Thursday, September 1, 2011

Get Your Butt To LA, Part 18: Casting Director Pet Peeves.

Sleeping at my place for the first time, a woman I was dating got under the covers with me, smelled the fabric softener I use on my sheets and excitedly said, “It smells like my dad’s bed!” A redder flag has never been raised.

Auditions come with a bevy of their own red flags. Here are the don’ts:

Don’t bring props. They’re way too distracting. For a restaurant scene, casting directors don’t need to see you eating real food you brought along with you. Just do the scene. And especially don’t bring dangerous props. CDs have had actors suddenly whip out real knives and guns. Surprise! Crazy actor!

Don’t mime. If the scene calls for you to knock on a door or ring a doorbell, just skip it. Driving? Sit and hold your lines as if it’s a steering wheel. Make sure whatever you’re doing has physical resistance. Don’t extend your pinky and thumb to make a phone call – use your real cell phone. And only use objects you’d actually have on you. Everyone has a purse or a messenger bag, a cell phone and possibly a bottle of water. Use the bag as luggage or a baby. Use the phone not only as a phone, but as a TV remote, etc. The bottle of water subs for any beverage or food.

Don’t show up in costume. When unconfident actors try to cloak their insecurities with costumes, it actually makes those insecurities come out blazing. No cop uniforms, no hospital scrubs, no fruit on your head. (A casting director told me this really happened, and his fellow casting directors laughed like hell when they saw her in the waiting room.) This whole thing is actually my own biggest pet peeve. See Exhibit A, Exhibit B, Exhibit C.

Don’t be late. This is the easiest thing to get right. When CDs manage to corral producers to sit in on auditions, the time window is very narrow. And don’t show up late and get upset that the casting session is over. You effed up. Deal with it.

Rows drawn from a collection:
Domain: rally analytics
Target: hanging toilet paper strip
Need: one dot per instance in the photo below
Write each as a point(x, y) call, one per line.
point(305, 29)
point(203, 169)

What you will do:
#1 Reproduce the post on casting director pet peeves verbatim, everything from "Auditions come with" down to "Surprise! Crazy actor!".
#2 Continue the post on casting director pet peeves from the point where it ends.
The rows have no role here.

Written responses:
#1
Auditions come with a bevy of their own red flags. Here are the don’ts:

Don’t bring props. They’re way too distracting. For a restaurant scene, casting directors don’t need to see you eating real food you brought along with you. Just do the scene. And especially don’t bring dangerous props. CDs have had actors suddenly whip out real knives and guns. Surprise! Crazy actor!

#2
Don’t just market yourself to them for no reason. Send them post cards only when you book roles. Anything else is a 4”x6” reminder that you ain’t workin.

Never shake their hands. This is a big no-no. The last thing they want to do is contract your flu cooties. I once got burned by this in a crampt casting office as a CD opened the door to the audition room and seemed to extend his hand as he said hello. I thought I shouldn’t shake it, but he made the gesture and I worried if I didn’t I’d look like I was shining him off. I chose poorly, and put out my hand, to which he pulled back and said “Nope.” Try starting an audition sharing that special moment.

Don’t touch them during the audition. It doesn’t matter what the scene has you doing – don’t kiss them, don’t hug them, don’t even lean in near them. They are a no-fly zone.

Never ask them “Do you remember me?” Don’t do this whether you’re walking into the audition room or bumping into them out in public. There are way too many actors for CDs to always know who you are or where you’ve met. (Though they’ll certainly remember the douchey actor who embarrassed them with this needy question.)

Behave in the waiting room. Just the other day a CD told me that as she came out to check an audition sign-in sheet, an actress thought she was a fellow actress cutting ahead of her and snapped at her. Minutes later, when the angry actress entered the audition room and saw the CD sitting there, she tried to backpedal by telling the CD, “That dress is so cute on you!” Tell it walkin’, bitch.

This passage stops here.